__DESCRIPTION OF THE TASK__:
Copy the lines below back word for word, leaving out the pictures.

(DATA EXTRACTS begins)

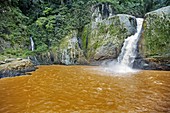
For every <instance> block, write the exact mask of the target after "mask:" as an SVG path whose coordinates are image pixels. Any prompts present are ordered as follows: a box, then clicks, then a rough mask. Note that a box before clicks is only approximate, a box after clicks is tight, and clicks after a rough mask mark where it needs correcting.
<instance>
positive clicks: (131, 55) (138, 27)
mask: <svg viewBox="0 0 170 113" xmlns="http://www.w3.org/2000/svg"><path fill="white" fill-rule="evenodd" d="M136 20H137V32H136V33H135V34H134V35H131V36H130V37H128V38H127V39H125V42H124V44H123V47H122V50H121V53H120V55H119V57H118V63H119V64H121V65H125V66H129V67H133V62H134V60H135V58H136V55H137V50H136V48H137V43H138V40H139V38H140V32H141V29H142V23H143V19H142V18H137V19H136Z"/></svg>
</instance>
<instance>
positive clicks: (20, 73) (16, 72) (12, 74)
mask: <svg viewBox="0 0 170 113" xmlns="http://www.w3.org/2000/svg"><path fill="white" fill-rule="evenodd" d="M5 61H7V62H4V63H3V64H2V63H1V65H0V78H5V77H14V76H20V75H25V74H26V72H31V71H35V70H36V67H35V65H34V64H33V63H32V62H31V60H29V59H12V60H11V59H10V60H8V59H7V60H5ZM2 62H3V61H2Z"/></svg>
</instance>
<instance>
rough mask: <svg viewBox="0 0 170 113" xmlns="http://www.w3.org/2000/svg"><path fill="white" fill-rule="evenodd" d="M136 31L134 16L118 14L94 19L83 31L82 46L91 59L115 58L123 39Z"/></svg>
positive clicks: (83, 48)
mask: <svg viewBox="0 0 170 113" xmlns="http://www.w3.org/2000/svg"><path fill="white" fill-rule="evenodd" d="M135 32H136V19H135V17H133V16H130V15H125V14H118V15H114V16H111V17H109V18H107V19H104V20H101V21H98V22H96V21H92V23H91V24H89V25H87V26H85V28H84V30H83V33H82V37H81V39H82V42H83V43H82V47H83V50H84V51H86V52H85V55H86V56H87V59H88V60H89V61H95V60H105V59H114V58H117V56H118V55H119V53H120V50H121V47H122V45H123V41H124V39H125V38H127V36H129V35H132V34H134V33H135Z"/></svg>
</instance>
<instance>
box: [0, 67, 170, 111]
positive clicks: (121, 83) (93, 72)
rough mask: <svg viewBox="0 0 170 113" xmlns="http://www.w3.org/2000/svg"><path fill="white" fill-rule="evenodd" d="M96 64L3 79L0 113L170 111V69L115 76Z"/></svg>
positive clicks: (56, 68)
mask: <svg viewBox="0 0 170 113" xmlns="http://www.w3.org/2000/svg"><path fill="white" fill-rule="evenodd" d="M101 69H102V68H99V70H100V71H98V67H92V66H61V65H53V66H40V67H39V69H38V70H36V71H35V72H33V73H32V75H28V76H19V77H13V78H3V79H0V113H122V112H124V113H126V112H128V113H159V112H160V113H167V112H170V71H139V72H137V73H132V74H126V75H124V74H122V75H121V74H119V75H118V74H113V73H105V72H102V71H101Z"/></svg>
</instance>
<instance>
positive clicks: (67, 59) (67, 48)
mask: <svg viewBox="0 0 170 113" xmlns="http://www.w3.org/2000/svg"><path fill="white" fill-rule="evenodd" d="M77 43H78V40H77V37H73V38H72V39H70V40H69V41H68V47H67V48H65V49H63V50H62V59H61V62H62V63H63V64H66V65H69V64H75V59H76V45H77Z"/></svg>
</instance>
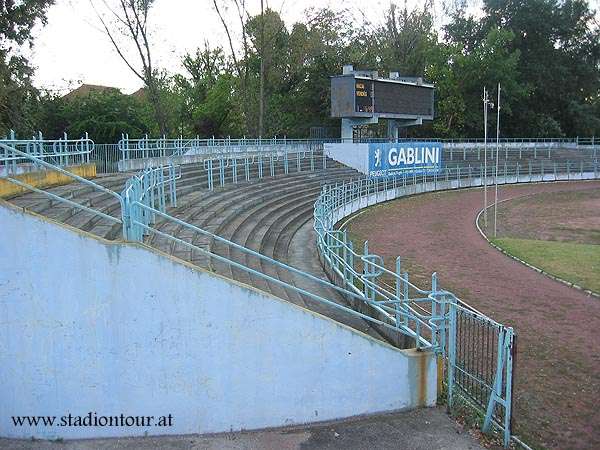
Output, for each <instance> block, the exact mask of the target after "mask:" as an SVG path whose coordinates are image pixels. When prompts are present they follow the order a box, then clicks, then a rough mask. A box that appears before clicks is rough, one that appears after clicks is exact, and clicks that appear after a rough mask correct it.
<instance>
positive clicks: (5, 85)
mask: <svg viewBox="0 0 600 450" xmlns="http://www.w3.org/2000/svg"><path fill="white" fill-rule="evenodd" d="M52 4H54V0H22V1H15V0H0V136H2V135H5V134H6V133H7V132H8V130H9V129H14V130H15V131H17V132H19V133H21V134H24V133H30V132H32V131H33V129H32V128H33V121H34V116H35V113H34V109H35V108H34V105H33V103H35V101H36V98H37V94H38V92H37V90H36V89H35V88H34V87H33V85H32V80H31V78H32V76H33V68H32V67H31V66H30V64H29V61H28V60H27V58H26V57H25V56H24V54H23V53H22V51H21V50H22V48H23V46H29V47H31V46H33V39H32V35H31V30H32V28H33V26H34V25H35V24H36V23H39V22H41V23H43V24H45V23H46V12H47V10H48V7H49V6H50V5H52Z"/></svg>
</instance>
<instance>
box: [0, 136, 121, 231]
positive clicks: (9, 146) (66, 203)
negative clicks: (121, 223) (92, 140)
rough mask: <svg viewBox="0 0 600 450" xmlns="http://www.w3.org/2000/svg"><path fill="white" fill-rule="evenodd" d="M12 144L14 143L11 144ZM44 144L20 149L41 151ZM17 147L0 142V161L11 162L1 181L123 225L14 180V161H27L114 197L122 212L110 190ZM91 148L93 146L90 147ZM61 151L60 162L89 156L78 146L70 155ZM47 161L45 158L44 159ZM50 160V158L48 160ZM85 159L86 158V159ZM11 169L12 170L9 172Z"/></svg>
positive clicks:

(DATA EXTRACTS ends)

__RESULT OF THE EXERCISE__:
For every <instance> block, write the exact mask of the target after "mask:" as an SVG path whose coordinates are image pixels. Any prompts present are ordered as follows: a box, then clicks, then a rough mask. Note that a box before clicks is only approximate, a box after clicks is tight, and clicks after a rough mask mark where it needs correcting.
<instance>
positive clicks: (131, 55) (138, 27)
mask: <svg viewBox="0 0 170 113" xmlns="http://www.w3.org/2000/svg"><path fill="white" fill-rule="evenodd" d="M136 20H137V32H136V33H135V34H134V35H131V36H130V37H128V38H127V39H125V42H124V44H123V47H122V50H121V53H120V55H119V57H118V63H119V64H121V65H125V66H129V67H133V62H134V60H135V58H136V55H137V50H136V48H137V43H138V40H139V38H140V32H141V29H142V23H143V19H142V18H137V19H136Z"/></svg>
</instance>
<instance>
positive clicks: (20, 73) (16, 72) (12, 74)
mask: <svg viewBox="0 0 170 113" xmlns="http://www.w3.org/2000/svg"><path fill="white" fill-rule="evenodd" d="M5 61H7V62H4V63H3V64H2V63H1V65H0V78H5V77H14V76H20V75H25V74H26V72H31V71H35V70H36V67H35V65H34V64H33V63H32V62H31V60H29V59H12V60H11V59H10V60H8V59H7V60H5ZM2 62H3V61H2Z"/></svg>
</instance>
<instance>
rough mask: <svg viewBox="0 0 170 113" xmlns="http://www.w3.org/2000/svg"><path fill="white" fill-rule="evenodd" d="M136 31L134 16L118 14L94 19L83 31L82 46L91 59L115 58L123 39Z"/></svg>
positive clicks: (83, 48)
mask: <svg viewBox="0 0 170 113" xmlns="http://www.w3.org/2000/svg"><path fill="white" fill-rule="evenodd" d="M135 32H136V19H135V17H133V16H130V15H125V14H118V15H114V16H111V17H109V18H107V19H104V20H101V21H98V22H96V21H92V23H91V24H89V25H87V26H85V28H84V30H83V33H82V37H81V39H82V42H83V43H82V47H83V50H84V51H86V52H85V55H86V56H87V59H88V60H89V61H95V60H105V59H114V58H117V56H118V55H119V53H120V50H121V47H122V45H123V41H124V39H125V38H127V36H129V35H132V34H134V33H135Z"/></svg>
</instance>
<instance>
box: [0, 67, 170, 111]
positive clicks: (121, 83) (93, 72)
rough mask: <svg viewBox="0 0 170 113" xmlns="http://www.w3.org/2000/svg"><path fill="white" fill-rule="evenodd" d="M96 64L3 79L0 113L170 111V69L115 76Z"/></svg>
positive clicks: (56, 68)
mask: <svg viewBox="0 0 170 113" xmlns="http://www.w3.org/2000/svg"><path fill="white" fill-rule="evenodd" d="M101 69H102V68H99V70H100V71H98V67H92V66H61V65H53V66H40V67H39V69H38V70H36V71H35V72H33V73H32V75H28V76H19V77H13V78H3V79H0V113H122V112H124V113H126V112H128V113H159V112H160V113H167V112H170V71H139V72H137V73H132V74H126V75H124V74H122V75H121V74H119V75H118V74H113V73H105V72H102V71H101Z"/></svg>
</instance>
<instance>
positive clicks: (67, 59) (67, 48)
mask: <svg viewBox="0 0 170 113" xmlns="http://www.w3.org/2000/svg"><path fill="white" fill-rule="evenodd" d="M77 43H78V40H77V37H73V38H72V39H70V40H69V41H68V47H67V48H65V49H63V50H62V59H61V62H62V63H63V64H66V65H69V64H75V59H76V45H77Z"/></svg>
</instance>
Output, for each <instance> block, the exact mask of the target after "mask:" as an SVG path whose coordinates are image pixels. When prompts are present they follow the order a box, then clicks, then a rough mask. A box that appears before clicks is rough, one that appears after clicks is exact, and clicks that appear after a rough mask correct it.
<instance>
positive clicks: (5, 85)
mask: <svg viewBox="0 0 600 450" xmlns="http://www.w3.org/2000/svg"><path fill="white" fill-rule="evenodd" d="M52 4H54V0H22V1H15V0H0V136H2V135H5V134H6V133H7V132H8V130H9V129H14V130H15V131H17V132H19V133H21V134H24V133H30V132H32V131H33V129H32V128H33V121H34V116H35V113H34V109H35V108H34V105H33V103H35V101H36V98H37V94H38V92H37V90H36V89H35V88H34V87H33V85H32V80H31V78H32V76H33V68H32V67H31V66H30V64H29V61H28V60H27V58H26V57H25V56H24V54H23V53H22V51H21V50H22V48H23V46H29V47H31V46H33V39H32V35H31V30H32V28H33V26H34V25H35V24H36V23H39V22H41V23H43V24H45V23H46V12H47V10H48V7H49V6H50V5H52Z"/></svg>
</instance>
<instance>
box: [0, 136, 121, 231]
positive clicks: (9, 146) (66, 203)
negative clicks: (121, 223) (92, 140)
rough mask: <svg viewBox="0 0 600 450" xmlns="http://www.w3.org/2000/svg"><path fill="white" fill-rule="evenodd" d="M12 144L14 143L11 144ZM44 144L20 149L41 151ZM17 147L0 142V161L11 162L1 181L123 225L14 180V161H27L114 197L122 212L110 190ZM91 148L93 146L90 147ZM61 151L60 162L89 156L78 146L70 155ZM47 161L45 158L44 159ZM50 160V158L48 160ZM85 159L86 158V159ZM11 169L12 170L9 172Z"/></svg>
positive clicks:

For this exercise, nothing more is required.